#### [SELECTED EXCERPT]
□ □ □

OLD BOOKS MADE LIKE NEW
At Very Reasonable Prices
School and Library Books Bibles
Class Notes Term Papers
Steven Heckman - A History of the Heckman Bindery
Source: NMHS Newsletter May 1993.
July 12, 1992 to the North Manchester Historical Society
This is the first time anyone has asked me to do this,
so I had to do some digging which was fun.
Yesterday I got out the old reel-to-reel tape recorder.
I was married in 1971. In 1973 I asked my grandmother
Sanger (used to be Grandmother Heckman) to come over for
dinner two different nights. One night she talked an
hour about the origination of the Heckman Bindery. The
next time she came over she talked about my father and
grandfather-how they came to North Manchester. So it
took me about 2 1/2 hours to get the reel-to-reel
working yesterday. It was a rainy day so it didn't
matter. I listened to that for 2 hours and it was really
interesting. I appreciate the opportunity to do this.
What I plan to do is to give you a little bit about the
present but since you are a historical society I assume
that you are more interested in the past. So I'd like to
not dwell too much on the future and present, but I
would like to run an 11 minute video which is a working
plant tour for those of you who have not taken our plant
After the video...
Our employment is now 400 people and in the summertime
we employ an additional 75. Summer is a pretty busy time
around the Heckman Bindery.
I would like to distinguish between edition binding and
library binding. A lot of people think we are book
binders and we are. So is R. R. Donnelly. They are known
as edition binders. They are very equipment and capital
intensive and not very labor intensive whereas we are
the opposite. We are not very capital or equipment
intensive. We are mostly labor intensive.

□ □ □

#### [STORED RECORDS]
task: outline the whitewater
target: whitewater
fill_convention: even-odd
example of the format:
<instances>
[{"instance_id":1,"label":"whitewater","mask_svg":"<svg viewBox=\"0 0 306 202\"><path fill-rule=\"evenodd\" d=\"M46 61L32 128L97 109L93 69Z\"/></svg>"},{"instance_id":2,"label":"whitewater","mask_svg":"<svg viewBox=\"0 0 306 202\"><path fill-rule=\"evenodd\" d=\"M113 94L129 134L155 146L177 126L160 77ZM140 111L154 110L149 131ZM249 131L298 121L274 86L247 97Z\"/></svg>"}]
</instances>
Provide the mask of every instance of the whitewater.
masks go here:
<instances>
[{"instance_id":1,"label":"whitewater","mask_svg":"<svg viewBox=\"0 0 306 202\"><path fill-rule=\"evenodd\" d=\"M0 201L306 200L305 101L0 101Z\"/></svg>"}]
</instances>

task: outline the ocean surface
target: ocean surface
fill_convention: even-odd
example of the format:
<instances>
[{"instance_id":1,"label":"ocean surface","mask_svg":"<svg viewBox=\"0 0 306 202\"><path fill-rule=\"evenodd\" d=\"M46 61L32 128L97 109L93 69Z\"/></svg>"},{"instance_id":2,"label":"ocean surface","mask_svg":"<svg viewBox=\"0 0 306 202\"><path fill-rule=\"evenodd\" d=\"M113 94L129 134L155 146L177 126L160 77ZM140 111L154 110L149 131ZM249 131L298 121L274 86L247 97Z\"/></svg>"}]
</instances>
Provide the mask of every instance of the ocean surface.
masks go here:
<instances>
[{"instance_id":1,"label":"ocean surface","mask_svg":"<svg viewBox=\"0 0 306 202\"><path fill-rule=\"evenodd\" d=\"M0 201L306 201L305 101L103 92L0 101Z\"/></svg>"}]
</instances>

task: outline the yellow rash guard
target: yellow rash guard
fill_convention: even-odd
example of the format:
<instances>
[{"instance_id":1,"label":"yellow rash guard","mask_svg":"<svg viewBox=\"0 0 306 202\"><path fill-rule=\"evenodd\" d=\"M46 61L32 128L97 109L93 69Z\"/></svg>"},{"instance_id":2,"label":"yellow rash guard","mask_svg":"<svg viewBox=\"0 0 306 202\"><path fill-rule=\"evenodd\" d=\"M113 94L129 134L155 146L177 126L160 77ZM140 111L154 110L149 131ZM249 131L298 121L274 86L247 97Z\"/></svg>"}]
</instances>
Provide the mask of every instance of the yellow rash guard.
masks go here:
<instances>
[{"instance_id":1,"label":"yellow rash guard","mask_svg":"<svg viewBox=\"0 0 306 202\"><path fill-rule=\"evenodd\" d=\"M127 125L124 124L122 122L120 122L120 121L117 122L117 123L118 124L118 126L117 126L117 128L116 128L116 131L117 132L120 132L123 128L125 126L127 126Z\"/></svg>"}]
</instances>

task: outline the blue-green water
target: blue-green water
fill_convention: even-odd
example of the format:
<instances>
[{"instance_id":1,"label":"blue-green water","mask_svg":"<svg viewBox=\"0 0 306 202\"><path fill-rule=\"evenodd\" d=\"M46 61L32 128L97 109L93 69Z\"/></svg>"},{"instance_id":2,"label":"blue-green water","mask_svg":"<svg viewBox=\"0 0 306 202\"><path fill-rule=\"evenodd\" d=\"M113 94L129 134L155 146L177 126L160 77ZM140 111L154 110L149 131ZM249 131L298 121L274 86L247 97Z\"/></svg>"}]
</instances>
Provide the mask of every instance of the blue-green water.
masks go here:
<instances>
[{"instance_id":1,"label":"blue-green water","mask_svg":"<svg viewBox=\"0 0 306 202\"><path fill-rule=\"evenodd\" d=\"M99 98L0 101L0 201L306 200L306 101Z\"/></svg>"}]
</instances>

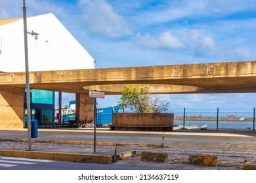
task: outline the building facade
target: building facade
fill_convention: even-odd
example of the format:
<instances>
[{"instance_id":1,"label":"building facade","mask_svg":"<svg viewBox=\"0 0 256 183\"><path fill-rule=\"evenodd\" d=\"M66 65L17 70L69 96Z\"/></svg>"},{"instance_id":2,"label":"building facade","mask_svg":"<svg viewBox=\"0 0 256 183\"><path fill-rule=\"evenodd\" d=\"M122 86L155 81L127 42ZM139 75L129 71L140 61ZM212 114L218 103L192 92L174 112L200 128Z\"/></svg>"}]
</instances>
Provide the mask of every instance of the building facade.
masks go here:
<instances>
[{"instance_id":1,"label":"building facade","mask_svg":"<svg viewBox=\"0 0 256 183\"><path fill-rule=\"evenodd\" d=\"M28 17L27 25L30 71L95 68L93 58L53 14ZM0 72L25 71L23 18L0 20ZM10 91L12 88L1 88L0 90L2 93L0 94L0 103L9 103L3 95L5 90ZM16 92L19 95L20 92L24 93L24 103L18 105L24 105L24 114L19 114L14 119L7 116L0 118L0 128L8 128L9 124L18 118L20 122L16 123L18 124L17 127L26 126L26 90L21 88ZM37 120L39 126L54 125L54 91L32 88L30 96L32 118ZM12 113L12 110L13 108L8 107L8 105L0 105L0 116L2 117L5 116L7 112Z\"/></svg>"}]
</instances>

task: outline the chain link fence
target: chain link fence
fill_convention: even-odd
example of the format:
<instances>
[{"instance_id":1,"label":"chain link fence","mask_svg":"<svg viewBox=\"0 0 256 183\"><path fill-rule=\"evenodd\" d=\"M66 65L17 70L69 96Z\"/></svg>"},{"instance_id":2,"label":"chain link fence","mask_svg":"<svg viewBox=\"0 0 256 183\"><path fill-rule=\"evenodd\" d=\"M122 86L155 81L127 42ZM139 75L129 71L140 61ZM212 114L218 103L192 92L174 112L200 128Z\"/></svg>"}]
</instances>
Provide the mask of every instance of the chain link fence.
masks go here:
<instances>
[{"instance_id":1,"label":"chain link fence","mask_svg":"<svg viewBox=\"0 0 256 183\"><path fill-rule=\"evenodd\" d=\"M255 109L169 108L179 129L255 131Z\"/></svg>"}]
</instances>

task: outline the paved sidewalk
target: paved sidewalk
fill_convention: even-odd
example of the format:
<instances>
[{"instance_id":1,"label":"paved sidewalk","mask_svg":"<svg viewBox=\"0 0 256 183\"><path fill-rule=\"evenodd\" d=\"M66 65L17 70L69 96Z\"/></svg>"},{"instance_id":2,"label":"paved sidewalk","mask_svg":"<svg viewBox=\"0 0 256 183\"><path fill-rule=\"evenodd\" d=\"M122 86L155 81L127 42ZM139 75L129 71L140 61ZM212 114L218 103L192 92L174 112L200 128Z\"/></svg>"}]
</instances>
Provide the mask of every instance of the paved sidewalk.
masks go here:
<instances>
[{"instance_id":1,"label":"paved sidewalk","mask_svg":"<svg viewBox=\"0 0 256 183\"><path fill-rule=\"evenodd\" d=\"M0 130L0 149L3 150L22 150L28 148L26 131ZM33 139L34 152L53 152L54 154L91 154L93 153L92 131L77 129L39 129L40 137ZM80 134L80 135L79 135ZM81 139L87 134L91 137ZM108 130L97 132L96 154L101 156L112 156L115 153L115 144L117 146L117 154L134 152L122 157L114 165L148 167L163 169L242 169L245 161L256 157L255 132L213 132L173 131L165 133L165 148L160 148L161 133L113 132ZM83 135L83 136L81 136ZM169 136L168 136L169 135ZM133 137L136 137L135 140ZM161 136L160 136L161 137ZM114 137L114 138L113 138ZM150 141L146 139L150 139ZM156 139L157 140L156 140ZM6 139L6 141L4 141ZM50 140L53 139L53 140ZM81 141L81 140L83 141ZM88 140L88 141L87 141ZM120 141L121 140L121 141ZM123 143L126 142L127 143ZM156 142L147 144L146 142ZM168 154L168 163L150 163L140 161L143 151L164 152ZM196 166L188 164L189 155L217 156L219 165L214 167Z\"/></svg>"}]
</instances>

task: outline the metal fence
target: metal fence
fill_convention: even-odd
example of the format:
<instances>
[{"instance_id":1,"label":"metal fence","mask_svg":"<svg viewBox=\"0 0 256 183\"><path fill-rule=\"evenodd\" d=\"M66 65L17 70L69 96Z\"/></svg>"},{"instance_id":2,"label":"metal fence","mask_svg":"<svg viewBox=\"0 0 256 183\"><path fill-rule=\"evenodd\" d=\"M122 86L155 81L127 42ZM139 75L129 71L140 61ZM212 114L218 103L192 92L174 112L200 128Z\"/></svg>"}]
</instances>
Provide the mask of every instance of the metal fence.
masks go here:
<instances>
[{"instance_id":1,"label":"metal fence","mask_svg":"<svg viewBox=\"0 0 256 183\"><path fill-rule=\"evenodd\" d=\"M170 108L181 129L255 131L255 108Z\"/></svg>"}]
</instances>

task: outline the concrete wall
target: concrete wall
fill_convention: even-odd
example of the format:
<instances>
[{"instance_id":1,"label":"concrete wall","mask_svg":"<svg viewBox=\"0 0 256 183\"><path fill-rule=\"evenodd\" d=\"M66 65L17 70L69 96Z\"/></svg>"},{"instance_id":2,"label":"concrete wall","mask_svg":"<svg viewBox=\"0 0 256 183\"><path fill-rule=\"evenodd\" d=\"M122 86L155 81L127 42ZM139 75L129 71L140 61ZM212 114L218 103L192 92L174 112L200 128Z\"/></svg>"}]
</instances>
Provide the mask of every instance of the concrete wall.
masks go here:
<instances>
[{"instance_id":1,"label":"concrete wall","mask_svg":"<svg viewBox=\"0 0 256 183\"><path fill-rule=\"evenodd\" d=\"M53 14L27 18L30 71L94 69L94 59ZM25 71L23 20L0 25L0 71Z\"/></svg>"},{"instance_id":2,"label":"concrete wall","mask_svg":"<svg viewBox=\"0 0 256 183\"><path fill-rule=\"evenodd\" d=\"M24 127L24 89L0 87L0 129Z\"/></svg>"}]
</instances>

□ □ □

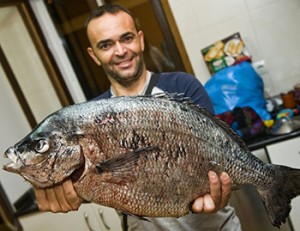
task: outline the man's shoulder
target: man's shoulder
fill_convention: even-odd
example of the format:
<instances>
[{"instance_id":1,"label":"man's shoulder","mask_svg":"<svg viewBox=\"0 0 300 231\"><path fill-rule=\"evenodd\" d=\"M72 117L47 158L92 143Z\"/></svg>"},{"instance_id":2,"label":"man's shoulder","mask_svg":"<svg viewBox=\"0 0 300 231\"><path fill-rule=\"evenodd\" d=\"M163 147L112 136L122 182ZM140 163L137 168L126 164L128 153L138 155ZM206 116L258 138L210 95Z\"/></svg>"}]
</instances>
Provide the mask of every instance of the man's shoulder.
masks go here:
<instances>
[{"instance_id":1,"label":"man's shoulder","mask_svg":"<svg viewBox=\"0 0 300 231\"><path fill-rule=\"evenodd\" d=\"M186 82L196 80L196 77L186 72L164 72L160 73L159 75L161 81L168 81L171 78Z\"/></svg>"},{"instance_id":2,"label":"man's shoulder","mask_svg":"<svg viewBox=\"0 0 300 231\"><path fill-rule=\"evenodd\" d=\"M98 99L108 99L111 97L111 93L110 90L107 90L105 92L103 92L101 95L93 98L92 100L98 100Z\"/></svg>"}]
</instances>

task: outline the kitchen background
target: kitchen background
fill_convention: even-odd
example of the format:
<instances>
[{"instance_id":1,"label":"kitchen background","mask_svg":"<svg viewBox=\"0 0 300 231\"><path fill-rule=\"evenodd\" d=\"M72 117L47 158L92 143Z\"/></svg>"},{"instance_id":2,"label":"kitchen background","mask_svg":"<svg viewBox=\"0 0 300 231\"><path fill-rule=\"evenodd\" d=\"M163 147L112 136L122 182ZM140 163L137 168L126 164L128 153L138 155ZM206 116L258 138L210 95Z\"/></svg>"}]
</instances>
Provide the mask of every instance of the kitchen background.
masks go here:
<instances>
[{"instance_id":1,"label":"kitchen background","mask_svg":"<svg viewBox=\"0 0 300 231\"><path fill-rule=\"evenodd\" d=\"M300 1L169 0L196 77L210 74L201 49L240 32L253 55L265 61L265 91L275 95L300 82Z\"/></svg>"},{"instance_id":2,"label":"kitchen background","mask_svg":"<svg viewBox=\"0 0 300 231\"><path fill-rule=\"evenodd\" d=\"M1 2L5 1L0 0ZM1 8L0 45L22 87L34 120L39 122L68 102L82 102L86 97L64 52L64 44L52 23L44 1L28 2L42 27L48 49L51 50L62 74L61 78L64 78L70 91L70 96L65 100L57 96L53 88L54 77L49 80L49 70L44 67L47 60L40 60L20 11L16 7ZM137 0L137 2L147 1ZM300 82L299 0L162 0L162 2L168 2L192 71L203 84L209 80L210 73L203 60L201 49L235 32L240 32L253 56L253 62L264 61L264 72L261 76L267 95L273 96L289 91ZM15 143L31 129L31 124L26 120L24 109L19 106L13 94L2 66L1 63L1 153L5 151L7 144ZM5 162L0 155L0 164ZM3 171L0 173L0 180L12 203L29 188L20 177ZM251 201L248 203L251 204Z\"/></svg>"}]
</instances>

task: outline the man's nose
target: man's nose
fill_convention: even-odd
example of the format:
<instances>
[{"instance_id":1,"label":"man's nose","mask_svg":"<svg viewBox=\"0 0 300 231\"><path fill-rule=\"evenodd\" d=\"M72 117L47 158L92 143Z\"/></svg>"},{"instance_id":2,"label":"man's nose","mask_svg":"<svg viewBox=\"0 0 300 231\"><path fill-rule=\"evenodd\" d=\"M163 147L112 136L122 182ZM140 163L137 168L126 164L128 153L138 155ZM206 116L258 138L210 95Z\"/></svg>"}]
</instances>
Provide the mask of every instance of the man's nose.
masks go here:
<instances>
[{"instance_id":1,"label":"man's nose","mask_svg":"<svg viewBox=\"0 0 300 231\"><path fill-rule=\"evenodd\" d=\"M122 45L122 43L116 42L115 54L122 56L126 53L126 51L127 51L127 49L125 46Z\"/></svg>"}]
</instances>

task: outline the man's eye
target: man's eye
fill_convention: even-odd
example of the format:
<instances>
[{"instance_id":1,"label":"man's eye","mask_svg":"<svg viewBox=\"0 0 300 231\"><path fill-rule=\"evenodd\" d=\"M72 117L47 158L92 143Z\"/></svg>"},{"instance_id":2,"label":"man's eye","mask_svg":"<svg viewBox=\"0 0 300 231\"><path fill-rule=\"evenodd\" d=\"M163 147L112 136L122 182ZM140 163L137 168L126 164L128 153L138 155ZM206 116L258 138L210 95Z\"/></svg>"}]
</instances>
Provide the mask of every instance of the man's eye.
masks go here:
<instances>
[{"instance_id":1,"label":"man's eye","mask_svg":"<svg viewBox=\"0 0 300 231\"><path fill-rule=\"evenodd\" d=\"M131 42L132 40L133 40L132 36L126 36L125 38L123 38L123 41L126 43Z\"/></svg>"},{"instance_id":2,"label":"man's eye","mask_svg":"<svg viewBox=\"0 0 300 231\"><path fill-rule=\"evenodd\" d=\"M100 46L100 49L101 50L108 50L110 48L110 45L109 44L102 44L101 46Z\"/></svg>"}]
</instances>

□ □ □

#### [THINGS TO DO]
a) Return everything in the Heckman Bindery history from "Our employment is" down to "mostly labor intensive.".
b) In the Heckman Bindery history, why does the speaker choose not to dwell much on the present and future?
Answer from the bindery history alone.

#### [THE RESPONSES]
a)
Our employment is now 400 people and in the summertime
we employ an additional 75. Summer is a pretty busy time
around the Heckman Bindery.
I would like to distinguish between edition binding and
library binding. A lot of people think we are book
binders and we are. So is R. R. Donnelly. They are known
as edition binders. They are very equipment and capital
intensive and not very labor intensive whereas we are
the opposite. We are not very capital or equipment
intensive. We are mostly labor intensive.

b) The speaker is addressing a historical society and assumes its members are more interested in the past.